Top Court Ruling Favors Unions In Anthem Case
October 25, 2004
By JEFFREY B. COHEN, Courant Staff Writer
Refer to Website: http://www.ctnow.com/news/local/hc-enfsupreme1023.artoct25,1,1840993.story?coll=hc-headlines-local
Three years after Anthem Blue Cross & Blue Shield changed its ownership structure
and passed millions of dollars along to its policyholders, municipalities and
unions across the state are still trying to figure out who gets the windfall.
Thanks to the state Supreme Court, they are one step closer to resolution.
In a decision to be officially released this week, the Supreme Court ruled in
favor of unions that argued that the issue of the windfall is a contractual,
not a legal, dispute and is therefore subject to arbitration.
Several union locals statewide have made claims for the money on behalf of
their members. Some decided to take up the issue as a matter of law and some as
a contractual dispute.
"This decision has nothing to do with the merits," said Wallingford
Town Attorney Janis Small, whose case was decided by the court and who asked
the court to rule that the issue was not in fact a matter for arbitration.
"The sole issue is where do you have the fight -
in court, or in arbitration."
Blue Cross & Blue Shield of Connecticut merged with
Anthem in 1997. Anthem converted from a policy owner-held, or mutual, company,
into a stock company, through a process called "demutualization" that
became effective Nov. 2, 2001.
As a result of demutualization, qualified policyholders - or "statutory
members" - were eligible for shares in Anthem Inc. stock. Because many
municipalities administered policies for their employees, and because Anthem
considered the municipalities to be the policyholders, the municipalities
initially got the windfall.

_Instructions_:
(1) From the article on the Anthem ruling, copy the passage from "In a decision" up to and including "subject to arbitration.".
(2) List every date or year given in the article on the Anthem ruling.
(3) Go on with the article on the Anthem ruling from the point where it stops.

_Information given_:

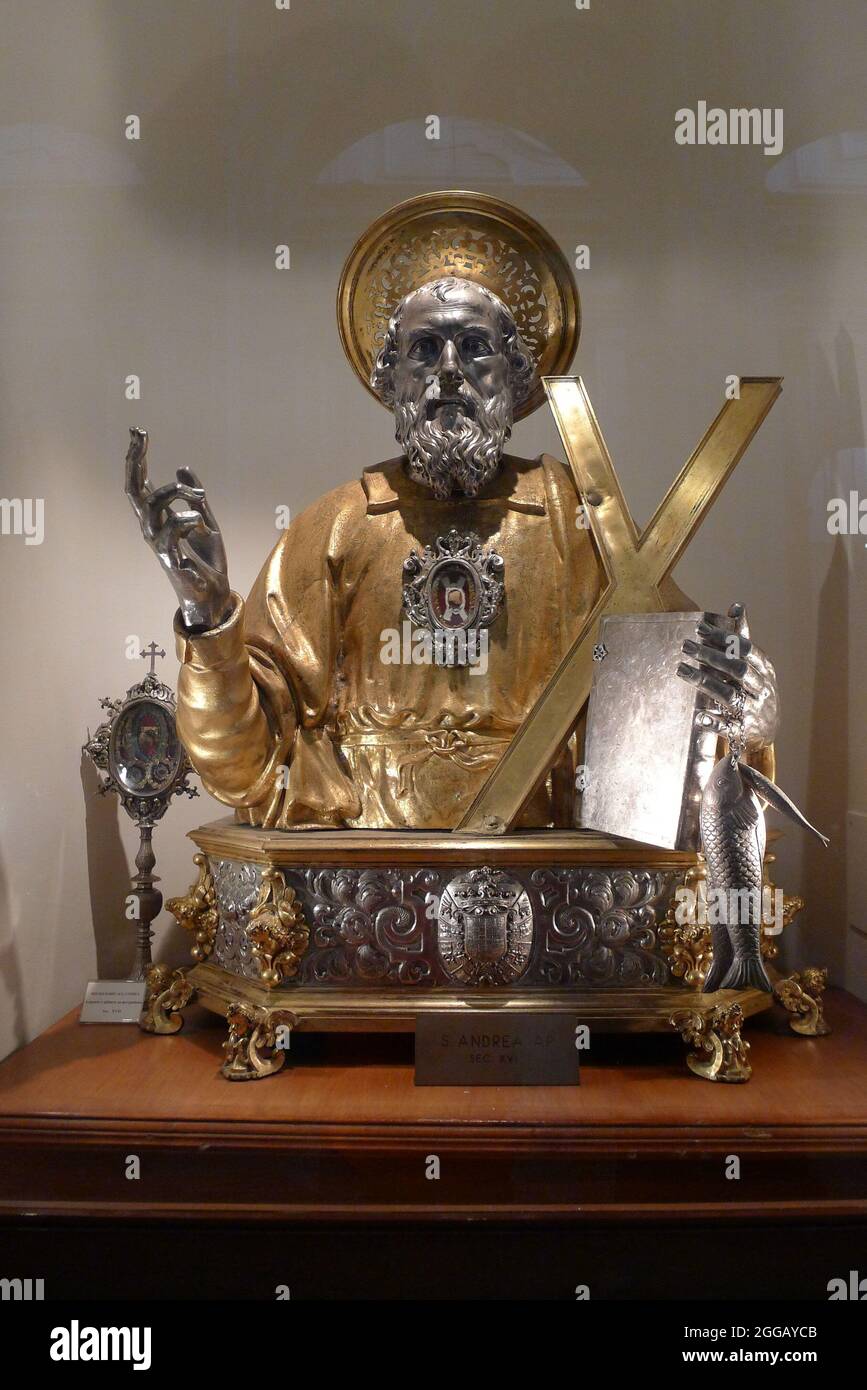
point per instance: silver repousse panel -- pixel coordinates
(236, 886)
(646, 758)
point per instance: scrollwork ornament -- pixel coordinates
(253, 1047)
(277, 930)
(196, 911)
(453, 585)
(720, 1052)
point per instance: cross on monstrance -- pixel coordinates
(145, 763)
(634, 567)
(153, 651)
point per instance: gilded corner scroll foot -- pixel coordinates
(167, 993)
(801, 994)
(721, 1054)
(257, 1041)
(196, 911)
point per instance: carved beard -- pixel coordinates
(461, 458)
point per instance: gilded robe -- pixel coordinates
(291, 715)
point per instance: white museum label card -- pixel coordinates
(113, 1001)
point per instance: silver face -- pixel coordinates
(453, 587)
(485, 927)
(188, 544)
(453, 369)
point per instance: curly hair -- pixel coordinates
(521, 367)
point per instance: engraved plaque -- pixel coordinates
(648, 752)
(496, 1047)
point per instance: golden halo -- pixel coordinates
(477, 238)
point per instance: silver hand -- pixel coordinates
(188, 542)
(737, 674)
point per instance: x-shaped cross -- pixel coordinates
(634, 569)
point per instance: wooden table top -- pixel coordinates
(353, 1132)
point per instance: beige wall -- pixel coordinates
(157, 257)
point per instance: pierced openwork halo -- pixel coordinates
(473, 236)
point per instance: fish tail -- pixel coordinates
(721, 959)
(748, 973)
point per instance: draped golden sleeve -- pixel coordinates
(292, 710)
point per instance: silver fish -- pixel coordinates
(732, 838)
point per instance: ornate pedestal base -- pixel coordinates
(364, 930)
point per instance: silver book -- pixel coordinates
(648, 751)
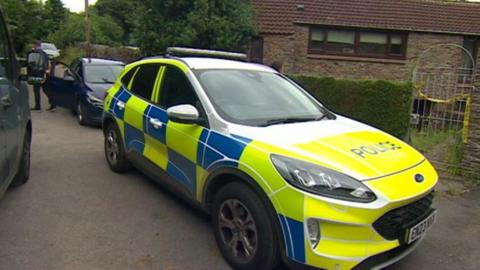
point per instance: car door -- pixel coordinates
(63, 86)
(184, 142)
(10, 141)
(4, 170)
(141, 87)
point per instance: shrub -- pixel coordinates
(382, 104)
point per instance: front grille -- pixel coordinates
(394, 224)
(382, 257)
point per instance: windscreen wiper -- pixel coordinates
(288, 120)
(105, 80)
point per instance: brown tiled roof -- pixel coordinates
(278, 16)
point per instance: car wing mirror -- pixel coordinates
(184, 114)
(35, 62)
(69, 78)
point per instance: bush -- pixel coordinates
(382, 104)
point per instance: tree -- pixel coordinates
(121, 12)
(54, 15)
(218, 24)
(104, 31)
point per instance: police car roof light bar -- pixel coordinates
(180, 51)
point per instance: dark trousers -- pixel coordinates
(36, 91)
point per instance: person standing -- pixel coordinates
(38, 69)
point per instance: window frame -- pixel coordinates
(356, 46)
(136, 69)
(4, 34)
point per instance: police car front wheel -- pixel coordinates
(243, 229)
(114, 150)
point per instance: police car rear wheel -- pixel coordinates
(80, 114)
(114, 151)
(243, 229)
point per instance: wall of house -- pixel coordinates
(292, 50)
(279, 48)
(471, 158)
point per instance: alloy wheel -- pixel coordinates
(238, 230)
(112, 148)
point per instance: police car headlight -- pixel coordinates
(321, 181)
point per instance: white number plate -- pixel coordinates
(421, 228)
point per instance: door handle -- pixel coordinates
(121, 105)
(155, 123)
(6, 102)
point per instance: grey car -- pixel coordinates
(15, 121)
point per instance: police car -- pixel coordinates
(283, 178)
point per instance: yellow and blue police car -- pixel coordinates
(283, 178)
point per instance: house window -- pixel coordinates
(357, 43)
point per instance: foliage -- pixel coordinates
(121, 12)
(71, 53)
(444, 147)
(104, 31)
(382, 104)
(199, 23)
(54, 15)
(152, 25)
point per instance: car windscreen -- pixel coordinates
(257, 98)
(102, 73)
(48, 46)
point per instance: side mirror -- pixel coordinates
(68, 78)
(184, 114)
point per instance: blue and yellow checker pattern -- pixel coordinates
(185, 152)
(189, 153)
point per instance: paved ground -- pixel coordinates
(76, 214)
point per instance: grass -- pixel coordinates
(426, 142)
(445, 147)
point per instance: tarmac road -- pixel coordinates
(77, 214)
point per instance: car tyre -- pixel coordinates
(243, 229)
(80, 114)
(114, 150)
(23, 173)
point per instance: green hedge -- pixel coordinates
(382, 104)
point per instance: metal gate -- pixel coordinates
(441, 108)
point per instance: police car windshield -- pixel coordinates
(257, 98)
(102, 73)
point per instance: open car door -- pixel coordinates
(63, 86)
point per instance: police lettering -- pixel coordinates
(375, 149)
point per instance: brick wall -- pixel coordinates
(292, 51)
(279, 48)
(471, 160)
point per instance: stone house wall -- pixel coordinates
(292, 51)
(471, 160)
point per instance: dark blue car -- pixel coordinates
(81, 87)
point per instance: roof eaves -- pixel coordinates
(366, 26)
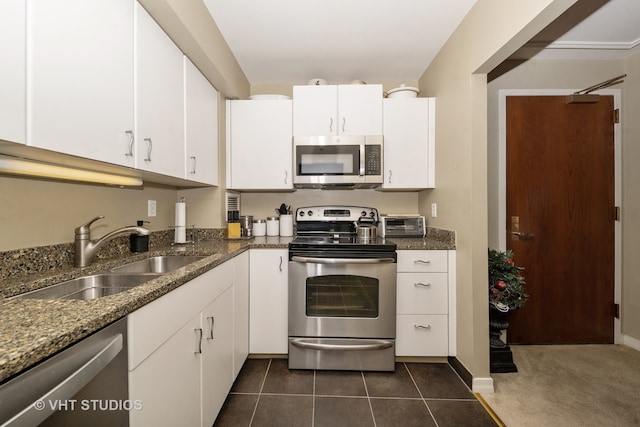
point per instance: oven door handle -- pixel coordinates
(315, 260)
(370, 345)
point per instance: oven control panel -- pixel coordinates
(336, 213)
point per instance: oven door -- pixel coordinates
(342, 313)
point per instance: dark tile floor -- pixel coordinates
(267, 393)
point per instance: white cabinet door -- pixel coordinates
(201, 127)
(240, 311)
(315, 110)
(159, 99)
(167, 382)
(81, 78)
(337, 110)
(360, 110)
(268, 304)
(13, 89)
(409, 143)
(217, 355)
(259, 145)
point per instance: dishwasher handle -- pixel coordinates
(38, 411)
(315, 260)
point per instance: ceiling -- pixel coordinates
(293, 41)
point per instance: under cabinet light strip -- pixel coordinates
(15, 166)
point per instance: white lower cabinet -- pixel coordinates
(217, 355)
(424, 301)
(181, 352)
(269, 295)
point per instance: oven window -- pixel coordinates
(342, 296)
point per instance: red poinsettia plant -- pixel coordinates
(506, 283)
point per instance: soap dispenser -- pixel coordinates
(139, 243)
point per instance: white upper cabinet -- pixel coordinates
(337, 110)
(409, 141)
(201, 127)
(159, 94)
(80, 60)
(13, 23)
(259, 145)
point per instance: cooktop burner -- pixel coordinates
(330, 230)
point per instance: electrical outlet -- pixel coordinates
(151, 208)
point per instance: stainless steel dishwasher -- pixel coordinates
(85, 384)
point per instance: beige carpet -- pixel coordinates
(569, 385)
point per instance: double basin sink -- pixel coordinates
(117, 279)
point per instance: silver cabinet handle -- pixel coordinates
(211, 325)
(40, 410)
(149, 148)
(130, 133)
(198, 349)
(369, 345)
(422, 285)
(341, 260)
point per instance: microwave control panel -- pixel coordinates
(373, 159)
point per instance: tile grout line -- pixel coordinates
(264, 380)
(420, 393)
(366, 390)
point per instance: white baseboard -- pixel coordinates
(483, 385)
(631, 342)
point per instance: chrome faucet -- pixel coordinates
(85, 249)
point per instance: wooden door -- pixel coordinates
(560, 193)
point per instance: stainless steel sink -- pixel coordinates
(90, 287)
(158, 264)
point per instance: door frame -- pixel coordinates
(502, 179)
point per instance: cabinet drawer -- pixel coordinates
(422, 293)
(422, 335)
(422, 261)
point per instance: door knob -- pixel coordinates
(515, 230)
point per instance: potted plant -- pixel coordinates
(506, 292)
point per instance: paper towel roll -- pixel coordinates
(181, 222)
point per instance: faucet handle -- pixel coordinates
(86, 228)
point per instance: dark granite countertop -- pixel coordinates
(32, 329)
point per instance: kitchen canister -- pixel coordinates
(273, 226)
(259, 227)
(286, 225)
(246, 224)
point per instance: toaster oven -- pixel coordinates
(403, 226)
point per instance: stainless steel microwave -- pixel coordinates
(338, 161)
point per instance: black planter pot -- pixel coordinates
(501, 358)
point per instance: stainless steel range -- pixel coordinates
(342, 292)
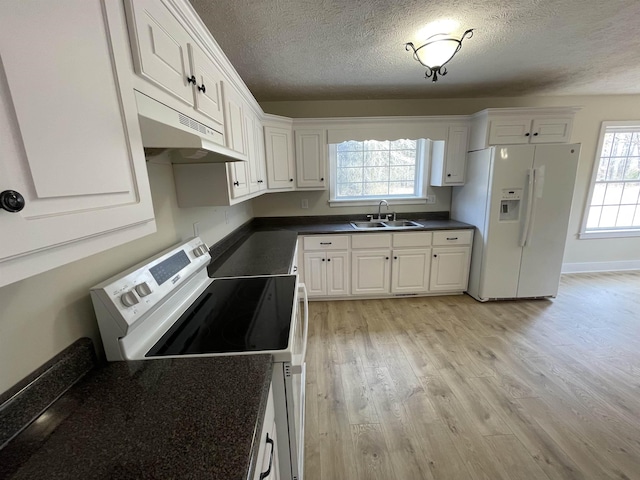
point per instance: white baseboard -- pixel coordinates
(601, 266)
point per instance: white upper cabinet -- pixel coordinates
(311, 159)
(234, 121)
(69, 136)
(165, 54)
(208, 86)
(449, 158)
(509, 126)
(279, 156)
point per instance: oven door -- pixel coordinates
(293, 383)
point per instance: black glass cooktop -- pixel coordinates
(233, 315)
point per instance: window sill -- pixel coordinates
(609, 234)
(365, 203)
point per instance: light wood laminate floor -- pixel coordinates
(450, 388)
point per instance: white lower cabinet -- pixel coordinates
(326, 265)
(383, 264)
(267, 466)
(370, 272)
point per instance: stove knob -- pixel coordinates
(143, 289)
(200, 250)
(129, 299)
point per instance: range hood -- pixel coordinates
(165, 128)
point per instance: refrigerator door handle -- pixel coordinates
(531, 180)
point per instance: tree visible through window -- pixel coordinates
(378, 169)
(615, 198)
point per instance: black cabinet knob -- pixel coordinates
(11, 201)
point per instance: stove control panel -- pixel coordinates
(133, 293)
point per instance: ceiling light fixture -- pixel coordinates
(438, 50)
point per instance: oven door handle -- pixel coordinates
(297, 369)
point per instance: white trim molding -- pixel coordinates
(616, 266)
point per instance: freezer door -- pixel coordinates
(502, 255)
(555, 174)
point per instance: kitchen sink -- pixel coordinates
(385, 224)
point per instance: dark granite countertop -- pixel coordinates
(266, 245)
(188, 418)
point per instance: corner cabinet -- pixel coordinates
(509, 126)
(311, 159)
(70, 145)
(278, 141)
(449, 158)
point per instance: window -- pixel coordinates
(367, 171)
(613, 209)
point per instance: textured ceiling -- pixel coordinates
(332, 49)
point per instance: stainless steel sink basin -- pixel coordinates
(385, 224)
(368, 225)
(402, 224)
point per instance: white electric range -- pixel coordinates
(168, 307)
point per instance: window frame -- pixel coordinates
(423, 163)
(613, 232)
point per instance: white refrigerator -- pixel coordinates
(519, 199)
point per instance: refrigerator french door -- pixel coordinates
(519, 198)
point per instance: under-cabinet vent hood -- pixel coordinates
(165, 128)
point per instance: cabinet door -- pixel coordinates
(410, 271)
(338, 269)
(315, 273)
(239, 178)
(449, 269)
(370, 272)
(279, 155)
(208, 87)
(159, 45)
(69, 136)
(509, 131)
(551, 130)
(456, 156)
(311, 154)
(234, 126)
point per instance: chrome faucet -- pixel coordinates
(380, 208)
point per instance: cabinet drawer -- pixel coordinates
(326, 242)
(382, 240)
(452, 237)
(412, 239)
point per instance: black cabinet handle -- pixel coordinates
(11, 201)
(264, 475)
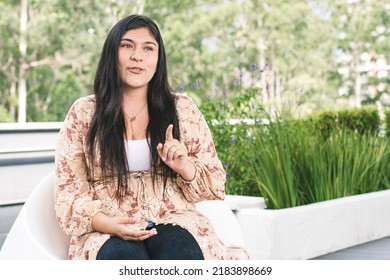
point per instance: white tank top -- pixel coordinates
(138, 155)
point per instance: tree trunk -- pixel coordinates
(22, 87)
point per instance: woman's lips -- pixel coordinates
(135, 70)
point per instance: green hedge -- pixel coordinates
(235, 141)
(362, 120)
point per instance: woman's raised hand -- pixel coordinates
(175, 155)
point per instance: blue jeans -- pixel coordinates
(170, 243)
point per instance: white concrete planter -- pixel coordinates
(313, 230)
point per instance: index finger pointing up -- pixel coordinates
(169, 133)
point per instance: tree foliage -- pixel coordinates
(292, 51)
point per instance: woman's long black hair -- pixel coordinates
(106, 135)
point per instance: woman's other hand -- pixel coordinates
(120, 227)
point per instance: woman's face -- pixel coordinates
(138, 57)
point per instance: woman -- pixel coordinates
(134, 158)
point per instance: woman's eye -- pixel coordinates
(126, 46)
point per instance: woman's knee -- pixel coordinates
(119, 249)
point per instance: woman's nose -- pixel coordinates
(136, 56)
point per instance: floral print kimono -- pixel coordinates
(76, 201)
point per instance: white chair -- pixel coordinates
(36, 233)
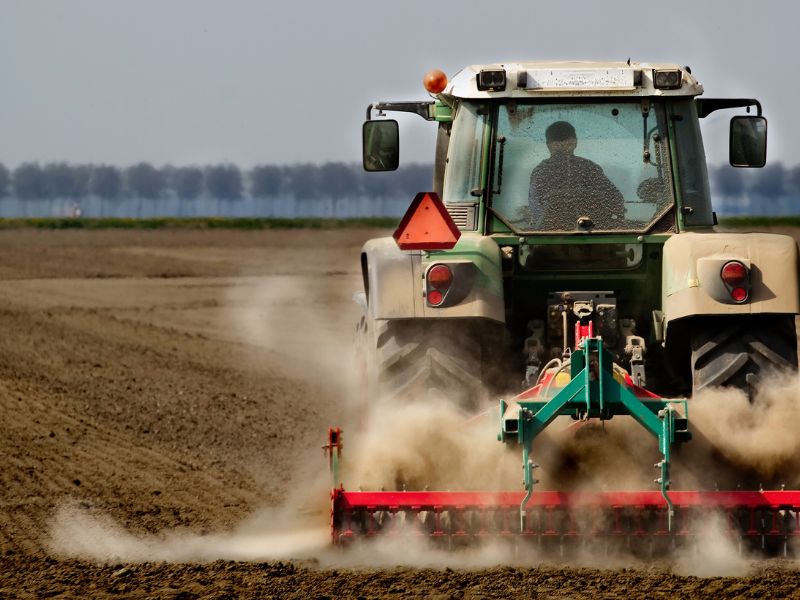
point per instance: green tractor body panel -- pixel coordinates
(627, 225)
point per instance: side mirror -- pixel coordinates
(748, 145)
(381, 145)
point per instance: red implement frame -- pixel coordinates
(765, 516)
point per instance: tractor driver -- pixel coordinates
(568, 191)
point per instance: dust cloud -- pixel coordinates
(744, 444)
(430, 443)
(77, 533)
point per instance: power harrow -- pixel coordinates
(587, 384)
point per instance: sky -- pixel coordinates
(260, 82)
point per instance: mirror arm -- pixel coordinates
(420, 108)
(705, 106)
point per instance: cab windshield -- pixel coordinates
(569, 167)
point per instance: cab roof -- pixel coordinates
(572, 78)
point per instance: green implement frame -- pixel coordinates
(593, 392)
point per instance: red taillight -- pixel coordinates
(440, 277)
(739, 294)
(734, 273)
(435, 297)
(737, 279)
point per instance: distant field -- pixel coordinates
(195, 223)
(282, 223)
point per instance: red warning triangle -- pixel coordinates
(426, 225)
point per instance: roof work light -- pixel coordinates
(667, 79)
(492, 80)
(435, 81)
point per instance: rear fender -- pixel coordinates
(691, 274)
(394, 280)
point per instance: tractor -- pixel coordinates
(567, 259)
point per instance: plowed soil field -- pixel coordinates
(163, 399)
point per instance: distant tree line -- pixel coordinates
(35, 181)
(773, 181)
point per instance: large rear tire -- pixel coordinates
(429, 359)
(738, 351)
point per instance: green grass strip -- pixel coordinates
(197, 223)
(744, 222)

_Answers below_:
(1)
In a decision to be officially released this week, the Supreme Court ruled in
favor of unions that argued that the issue of the windfall is a contractual,
not a legal, dispute and is therefore subject to arbitration.

(2)
October 25, 2004
1997
Nov. 2, 2001

(3)
One of those towns was Wallingford, which got
about $2.9 million in proceeds from its stock. It has used $500,000 each year
to offset the increase in health care premiums for its employees, Mayor William
Dickinson has said.
But labor unions, such as the Connecticut Education
Association, have been arguing that the matter should be resolved before an
arbitrator.
Wallingford, Enfield, Region 14, North Haven, Branford, Old Saybrook,
Region 16 and New London all have raised the question of arbitration in court,
according to Connecticut Education Association attorney Ronald Cordilico. Roughly a dozen other municipalities were
awaiting the Supreme Court's ruling, he said.
In Wallingford, the town won
a decision from a trial court judge declaring that the matter was not subject
to arbitration.
According to the Supreme Court ruling, the trial court decided that the claim
was not subject to arbitration because there is nothing in the contract that
addresses the demutualization of an insurance company. The trial court ruled
that "the dispute between the parties does not have an origin in the
contract or a breach of a term."
The Supreme Court argued that because the teachers' contract language spells
out how much the teachers have to pay toward their medical insurance premiums
(10 percent), the contract therefore "governs" how much the teachers
should get should there be some sort of a refund.
Therefore, the dispute is addressed in the contract and is subject to
arbitration, the court said.
"The fact that the distribution of the proceeds from the demutualization
of Anthem might not have been anticipated by the parties is irrelevant to our
determination of the issue being presented," the court wrote.
The court also wrote that it errs on the side of arbitration, not on that of
litigation.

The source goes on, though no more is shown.